◆ CONSEGNA A ◆
Raccogli tutte le righe dei record in cui compare la parola “metal”.

◆ TESTO DI PARTENZA ◆
● ● ● ● ●

E pensavo a quella terra di minatori, lavoranti nelle piantagioni di caffè, guide notturne su sentieri scivolosi e impervi che pure, prima di partire per la giornata di fatica, si impegnano a imparare qualche parola di una lingua nuova, per la bellezza di apprendere, di aggiungere un pezzo, anche inutile, a quello che c’è. Magari solo per insegnare a una famiglia italiana in gita, in una notte umida di aprile, a dire “bello”. In cinese.
22 aprile

Prima lavare le impurità
Poi immergersi per rinascere
Infine cercare connessione interiore e offrire gratitudine.
Per me che non amo i getti d’acqua sulla testa (oltretutto “fresca”) il rito di purificazione al Tirta Empul Temple è stato intenso. Il mio corpo tremava senza che sentissi freddo e ho sentito stanchezza e vigore nello stesso tempo.
Suggestione? Io ho offerto le mie preghiere, salite verso l’alto insieme agli incensi.
Abbiamo visitato le risaie di Tegalalang (ovvero il posto più instagrammabile della storia) e le cascate di Tegenungan e una piantagione di caffè dove abbiamo assaggiato uno dei caffè più costosi al mondo, ovvero quello fatto coi semi digeriti dalla civetta delle palme asiatica (simile a un furetto), il luwak copi.

● ● ● ● ●

◆ RECORD ◆
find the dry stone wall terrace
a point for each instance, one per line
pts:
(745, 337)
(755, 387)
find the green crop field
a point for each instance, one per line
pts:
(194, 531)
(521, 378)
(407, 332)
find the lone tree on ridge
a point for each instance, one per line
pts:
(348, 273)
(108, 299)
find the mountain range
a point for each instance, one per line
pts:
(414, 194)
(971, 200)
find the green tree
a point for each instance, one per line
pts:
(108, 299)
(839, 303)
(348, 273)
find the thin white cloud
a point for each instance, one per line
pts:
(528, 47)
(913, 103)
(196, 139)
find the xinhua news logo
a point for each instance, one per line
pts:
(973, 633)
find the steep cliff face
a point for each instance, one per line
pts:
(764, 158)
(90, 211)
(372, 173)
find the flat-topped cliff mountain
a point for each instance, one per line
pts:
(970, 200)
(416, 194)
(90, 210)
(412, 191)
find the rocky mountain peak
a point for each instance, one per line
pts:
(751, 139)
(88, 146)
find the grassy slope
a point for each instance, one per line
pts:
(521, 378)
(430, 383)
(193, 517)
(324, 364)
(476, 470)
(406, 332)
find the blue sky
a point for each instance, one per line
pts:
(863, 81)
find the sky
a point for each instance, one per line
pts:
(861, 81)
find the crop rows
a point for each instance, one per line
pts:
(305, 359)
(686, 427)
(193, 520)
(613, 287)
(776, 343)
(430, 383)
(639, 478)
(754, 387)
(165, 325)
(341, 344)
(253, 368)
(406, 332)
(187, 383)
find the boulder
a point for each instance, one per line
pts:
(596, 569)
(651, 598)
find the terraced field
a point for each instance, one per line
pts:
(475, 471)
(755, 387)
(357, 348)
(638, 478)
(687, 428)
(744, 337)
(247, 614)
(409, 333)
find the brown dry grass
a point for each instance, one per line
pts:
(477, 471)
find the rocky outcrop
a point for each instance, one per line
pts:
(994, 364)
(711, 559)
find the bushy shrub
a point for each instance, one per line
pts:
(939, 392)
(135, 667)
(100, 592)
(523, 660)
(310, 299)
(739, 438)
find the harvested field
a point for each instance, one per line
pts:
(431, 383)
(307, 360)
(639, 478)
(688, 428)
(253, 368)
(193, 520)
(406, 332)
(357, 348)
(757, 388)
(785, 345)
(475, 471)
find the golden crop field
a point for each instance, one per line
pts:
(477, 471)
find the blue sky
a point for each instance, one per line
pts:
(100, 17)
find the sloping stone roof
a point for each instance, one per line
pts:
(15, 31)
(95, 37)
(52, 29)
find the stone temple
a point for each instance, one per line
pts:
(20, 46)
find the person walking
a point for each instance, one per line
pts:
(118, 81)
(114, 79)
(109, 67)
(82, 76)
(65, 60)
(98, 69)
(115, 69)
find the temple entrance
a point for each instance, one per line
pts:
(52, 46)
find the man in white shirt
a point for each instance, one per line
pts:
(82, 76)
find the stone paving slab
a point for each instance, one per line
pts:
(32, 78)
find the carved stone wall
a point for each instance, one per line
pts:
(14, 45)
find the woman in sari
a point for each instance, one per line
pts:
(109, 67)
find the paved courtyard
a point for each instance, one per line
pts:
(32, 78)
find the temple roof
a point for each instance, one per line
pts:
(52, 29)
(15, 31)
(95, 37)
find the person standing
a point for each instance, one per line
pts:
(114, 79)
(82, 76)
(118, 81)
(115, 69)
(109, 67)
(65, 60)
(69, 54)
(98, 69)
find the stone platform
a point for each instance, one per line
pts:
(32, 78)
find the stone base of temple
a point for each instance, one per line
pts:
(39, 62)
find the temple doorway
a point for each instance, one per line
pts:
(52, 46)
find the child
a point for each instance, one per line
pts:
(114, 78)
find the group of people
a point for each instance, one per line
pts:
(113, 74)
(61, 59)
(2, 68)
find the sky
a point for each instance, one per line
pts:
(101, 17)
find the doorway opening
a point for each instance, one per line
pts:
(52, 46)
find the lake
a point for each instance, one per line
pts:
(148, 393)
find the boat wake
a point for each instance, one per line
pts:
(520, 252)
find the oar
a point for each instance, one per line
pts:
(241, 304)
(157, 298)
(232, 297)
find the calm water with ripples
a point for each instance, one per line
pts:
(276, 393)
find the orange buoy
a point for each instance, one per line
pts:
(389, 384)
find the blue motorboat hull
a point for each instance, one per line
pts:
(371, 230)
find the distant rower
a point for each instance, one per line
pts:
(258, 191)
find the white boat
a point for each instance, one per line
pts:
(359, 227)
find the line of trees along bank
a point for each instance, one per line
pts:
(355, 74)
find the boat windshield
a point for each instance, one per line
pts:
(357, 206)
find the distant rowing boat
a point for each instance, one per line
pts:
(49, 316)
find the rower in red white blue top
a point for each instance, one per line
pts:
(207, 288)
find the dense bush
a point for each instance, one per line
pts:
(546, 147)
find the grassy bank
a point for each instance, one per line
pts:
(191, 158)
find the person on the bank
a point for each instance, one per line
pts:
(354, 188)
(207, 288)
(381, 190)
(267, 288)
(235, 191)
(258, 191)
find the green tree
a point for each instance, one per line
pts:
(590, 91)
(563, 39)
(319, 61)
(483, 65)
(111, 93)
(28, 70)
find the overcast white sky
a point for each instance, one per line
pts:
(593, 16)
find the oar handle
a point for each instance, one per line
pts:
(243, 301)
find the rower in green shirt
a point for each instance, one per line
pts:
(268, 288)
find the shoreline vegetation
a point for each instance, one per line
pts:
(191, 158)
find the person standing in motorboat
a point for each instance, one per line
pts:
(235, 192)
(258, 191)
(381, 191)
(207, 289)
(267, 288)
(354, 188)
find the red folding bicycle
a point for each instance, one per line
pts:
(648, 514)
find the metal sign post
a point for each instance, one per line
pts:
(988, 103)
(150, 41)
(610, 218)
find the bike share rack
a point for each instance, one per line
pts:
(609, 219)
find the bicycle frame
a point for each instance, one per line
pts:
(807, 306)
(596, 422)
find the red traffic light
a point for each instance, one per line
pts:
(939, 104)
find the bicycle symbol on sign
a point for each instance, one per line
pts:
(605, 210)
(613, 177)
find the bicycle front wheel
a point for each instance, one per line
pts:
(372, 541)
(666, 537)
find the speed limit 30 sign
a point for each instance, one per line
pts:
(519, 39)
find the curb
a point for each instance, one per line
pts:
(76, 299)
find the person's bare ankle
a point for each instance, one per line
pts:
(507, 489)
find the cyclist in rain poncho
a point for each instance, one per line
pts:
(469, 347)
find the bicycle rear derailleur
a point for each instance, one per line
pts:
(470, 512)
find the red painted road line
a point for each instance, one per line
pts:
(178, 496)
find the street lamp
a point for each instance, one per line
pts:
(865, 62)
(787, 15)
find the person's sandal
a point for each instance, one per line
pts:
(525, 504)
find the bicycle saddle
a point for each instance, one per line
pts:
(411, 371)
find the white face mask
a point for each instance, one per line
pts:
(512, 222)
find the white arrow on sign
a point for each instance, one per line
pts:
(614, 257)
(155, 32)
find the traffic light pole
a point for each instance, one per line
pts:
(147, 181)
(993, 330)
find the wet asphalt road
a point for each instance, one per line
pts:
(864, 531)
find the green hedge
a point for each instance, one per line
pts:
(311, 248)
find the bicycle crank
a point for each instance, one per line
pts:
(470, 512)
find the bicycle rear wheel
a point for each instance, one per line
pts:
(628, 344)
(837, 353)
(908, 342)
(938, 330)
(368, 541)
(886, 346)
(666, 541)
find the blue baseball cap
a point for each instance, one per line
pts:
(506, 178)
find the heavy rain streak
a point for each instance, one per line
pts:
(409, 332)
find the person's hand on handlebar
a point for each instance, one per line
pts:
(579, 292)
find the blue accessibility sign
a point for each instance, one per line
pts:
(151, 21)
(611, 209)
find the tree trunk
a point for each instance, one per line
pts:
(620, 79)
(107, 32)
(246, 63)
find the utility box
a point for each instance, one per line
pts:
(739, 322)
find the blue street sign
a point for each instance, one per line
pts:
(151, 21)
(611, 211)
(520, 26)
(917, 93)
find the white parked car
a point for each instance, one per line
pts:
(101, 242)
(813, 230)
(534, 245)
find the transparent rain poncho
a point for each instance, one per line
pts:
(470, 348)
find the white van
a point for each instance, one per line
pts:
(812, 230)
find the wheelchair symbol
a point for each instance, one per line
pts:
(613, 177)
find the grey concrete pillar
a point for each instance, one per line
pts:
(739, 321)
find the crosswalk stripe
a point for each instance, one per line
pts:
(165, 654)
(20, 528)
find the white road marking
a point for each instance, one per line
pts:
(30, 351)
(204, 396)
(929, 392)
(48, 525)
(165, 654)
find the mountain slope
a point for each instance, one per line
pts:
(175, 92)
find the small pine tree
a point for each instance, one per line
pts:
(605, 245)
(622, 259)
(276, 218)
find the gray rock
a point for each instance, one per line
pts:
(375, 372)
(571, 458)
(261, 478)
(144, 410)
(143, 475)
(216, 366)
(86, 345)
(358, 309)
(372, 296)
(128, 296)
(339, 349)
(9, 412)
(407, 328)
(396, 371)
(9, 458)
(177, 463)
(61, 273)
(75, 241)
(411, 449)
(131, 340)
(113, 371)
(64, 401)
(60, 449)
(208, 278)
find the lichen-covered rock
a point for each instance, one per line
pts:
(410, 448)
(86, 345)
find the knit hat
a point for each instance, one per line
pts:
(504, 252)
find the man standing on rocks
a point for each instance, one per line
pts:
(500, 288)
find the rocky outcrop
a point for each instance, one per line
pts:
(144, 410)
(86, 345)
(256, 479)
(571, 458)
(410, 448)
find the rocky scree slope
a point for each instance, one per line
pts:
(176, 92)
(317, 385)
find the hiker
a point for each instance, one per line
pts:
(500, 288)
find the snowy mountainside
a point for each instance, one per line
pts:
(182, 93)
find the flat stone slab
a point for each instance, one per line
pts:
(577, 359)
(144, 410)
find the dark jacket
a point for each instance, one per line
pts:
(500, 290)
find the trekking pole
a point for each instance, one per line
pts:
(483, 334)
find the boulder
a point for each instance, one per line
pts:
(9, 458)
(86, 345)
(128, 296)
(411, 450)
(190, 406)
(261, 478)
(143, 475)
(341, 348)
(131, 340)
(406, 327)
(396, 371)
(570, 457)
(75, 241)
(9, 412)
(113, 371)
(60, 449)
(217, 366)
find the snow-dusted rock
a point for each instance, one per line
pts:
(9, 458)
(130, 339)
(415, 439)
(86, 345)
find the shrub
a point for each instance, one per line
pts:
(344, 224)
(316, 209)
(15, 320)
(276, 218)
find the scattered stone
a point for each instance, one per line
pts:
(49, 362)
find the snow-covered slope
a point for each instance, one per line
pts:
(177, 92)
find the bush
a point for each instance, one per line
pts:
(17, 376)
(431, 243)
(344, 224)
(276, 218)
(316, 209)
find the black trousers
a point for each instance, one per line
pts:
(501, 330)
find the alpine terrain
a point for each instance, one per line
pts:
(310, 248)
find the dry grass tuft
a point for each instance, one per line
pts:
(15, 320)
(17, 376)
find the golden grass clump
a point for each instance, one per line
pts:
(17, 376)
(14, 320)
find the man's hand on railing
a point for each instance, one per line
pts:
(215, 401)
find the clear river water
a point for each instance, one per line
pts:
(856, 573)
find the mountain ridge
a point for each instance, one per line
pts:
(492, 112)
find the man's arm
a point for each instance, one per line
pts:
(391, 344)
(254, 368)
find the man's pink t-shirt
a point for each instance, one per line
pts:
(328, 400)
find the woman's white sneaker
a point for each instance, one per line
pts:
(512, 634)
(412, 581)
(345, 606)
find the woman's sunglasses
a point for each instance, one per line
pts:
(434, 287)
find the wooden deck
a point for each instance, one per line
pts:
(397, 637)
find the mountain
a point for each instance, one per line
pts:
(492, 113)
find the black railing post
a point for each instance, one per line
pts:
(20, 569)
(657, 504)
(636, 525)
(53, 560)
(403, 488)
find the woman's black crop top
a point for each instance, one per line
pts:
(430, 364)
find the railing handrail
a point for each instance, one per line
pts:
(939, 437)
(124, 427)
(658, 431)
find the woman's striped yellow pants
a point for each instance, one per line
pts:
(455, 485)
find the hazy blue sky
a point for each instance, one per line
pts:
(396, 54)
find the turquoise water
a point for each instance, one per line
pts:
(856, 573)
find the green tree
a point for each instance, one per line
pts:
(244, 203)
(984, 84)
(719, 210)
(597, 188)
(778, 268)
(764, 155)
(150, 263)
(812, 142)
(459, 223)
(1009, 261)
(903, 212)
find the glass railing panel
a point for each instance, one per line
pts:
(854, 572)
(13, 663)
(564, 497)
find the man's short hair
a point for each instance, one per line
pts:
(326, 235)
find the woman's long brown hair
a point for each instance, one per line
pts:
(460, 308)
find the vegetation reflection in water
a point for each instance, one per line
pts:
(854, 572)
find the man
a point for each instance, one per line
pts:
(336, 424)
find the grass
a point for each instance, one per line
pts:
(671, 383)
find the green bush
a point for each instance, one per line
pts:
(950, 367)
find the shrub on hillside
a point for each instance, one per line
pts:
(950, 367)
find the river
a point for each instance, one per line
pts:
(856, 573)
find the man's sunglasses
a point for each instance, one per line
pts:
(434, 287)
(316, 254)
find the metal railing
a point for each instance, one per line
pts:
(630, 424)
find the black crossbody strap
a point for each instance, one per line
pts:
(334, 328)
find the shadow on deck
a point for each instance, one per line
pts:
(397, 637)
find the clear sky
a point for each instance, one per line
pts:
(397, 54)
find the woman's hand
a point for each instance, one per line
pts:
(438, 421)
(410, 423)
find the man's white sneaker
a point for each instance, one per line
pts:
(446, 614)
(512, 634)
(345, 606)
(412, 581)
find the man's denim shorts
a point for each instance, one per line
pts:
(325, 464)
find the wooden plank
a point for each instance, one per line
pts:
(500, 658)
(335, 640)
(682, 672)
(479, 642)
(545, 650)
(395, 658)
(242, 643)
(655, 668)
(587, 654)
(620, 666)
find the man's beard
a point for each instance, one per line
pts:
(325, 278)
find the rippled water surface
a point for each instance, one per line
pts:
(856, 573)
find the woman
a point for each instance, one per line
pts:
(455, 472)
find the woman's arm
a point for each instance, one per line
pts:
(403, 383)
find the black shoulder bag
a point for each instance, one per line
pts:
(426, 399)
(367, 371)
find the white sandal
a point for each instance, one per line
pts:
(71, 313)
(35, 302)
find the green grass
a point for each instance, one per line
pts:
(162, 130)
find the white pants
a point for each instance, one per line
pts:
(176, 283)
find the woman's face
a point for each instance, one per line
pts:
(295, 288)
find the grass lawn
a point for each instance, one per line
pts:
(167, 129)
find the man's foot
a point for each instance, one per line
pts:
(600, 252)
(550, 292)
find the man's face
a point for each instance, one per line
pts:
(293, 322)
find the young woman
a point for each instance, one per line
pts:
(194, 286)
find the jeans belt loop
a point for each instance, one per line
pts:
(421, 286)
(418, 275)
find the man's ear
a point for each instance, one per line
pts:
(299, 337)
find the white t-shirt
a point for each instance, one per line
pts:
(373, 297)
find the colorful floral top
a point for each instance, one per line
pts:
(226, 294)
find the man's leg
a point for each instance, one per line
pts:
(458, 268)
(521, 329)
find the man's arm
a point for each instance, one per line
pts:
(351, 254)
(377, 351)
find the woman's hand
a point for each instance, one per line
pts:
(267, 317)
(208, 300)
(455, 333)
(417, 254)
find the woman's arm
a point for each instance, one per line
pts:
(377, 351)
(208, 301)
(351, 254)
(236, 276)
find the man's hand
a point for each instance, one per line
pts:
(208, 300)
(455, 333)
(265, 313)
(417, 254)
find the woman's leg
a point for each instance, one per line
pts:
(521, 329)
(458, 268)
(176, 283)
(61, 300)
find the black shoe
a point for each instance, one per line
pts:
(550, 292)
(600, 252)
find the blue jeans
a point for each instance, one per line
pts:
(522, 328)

● ● ● ● ●

◆ CONSEGNA B ◆
Traduci in inglese questa frase del testo di partenza: «Il mio corpo tremava senza che sentissi freddo e ho sentito stanchezza e vigore nello stesso tempo.»

◆ SOLUZIONE A ◆
find the metal sign post
find the metal railing

◆ SOLUZIONE B ◆
My body was trembling without my feeling cold, and I felt tiredness and vigor at the same time.